▶ [Text segment]:
- - -

Winners of eight of their last 10 games, the Cavaliers are getting stronger as the season carries on. Coach David Blatt is off the hot seat and can now focus on getting his players fully acclimated to his offensive and defensive principles before the postseason. Like the Hawks, the Cavaliers have some flexibility to make a deal with Brendan Haywood’s contract that is non-guaranteed next year, but any potential deal should be viewed cautiously since the Cavaliers seem to be coming together and each player’s role is becoming more defined.
LeBron James will certainly keep pushing for Ray Allen to join him in Cleveland, which may or may not end up happening. Whether it does or not, Cleveland took care of their business well before the trade deadline, and has all the talent it needs to push for a championship this season.
Like the Cavaliers, the Chicago Bulls have been up and down this season. Expectations were high for the Bulls entering the season, but recurring injuries to Derrick Rose and Joakim Noah, along with a collective regression defensively have slowed the Bulls throughout the season.
Since Tom Thibodeau took over as head coach, the Bulls have been among the best defensive teams in the league each season. But with the loss of Luol Deng, the recurring injuries to Noah and the increased focus on scoring from Jimmy Butler, the Bulls have fallen to 12th in defensive rating this season, per Nylon Calculus.

- - -

▶ [Supplied material]:
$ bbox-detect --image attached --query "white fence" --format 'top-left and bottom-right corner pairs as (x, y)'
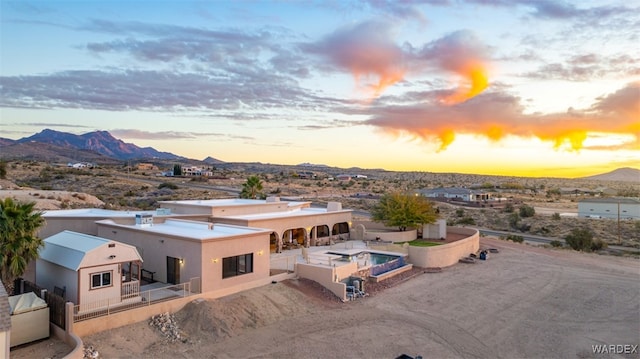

- - -

▶ [What you will do]:
1) In the basketball text, what rank in defensive rating have the Bulls fallen to this season, according to Nylon Calculus?
2) Extend the basketball text on the Cavaliers and Bulls, picking up after its final sentence.

▶ [Answers below]:
1) 12th in the league.

2)
However, the Bulls have improved on the offensive side of the ball this season, and are currently rated eighth in offensive rating, per Nylon Calculus. New additions like Pau Gasol and Nikola Mirotic have added post scoring and improved three-point shooting, while guys like Rose and Butler continue to be primary scorers that can setup teammates for easy scoring opportunities. Gasol in particular has been a key contributor and is really a great value when you consider the Bulls were trying to acquire Carmelo Anthony (who will likely sit out the rest of the season with a knee injury) on a max free agent contract last offseason.
Teams are and have been calling about power forward Taj Gibson, but with Noah’s injury issues, the Bulls are unlikely to deal Gibson before tomorrow’s deadline. Again, when this team is healthy, it can compete with anyone. The biggest concern for the Bulls will be monitoring lingering health issues moving forward. If anything, the Bulls could look to add an end of the rotation veteran with their 15th roster spot, and as is the case for every contending team, a free agent like Ray Allen could certainly help.
The Memphis Grizzlies are another team that took care of business well before the deadline. Last month, the Grizzlies executed a deal that sent Tayshaun Prince, a protected 2017 first-round draft pick and $1.3 million to the Boston Celtics and Quincy Pondexter and a 2015 second-round draft pick to the New Orleans Pelicans for Jeff Green and Russ Smith. Several teams pursued Green, including the Los Angeles Clippers, but it was Memphis that had the pieces to make a deal with the Celtics. The arms race in the West has been more intense this season than anytime in recent memory, but the Grizzlies got their reinforcements in early.
Acquiring Green fortified the small forward position for Memphis and allows coach Dave Joerger to bring defensive ace Tony Allen off the bench. Green has been solid, though not spectacular, in his short time with Memphis. He is contributing 12.3 points, 3.8 rebounds and 1.8 assists in almost 30 minutes per game. However, Green is shooting just 30.8 percent from three-point range, which is well below his 33.9 percent career average. Nevertheless, acquiring Green was a solid move that adds depth on the wing and gives the Grizzlies one of the most formidable starting lineups in the league.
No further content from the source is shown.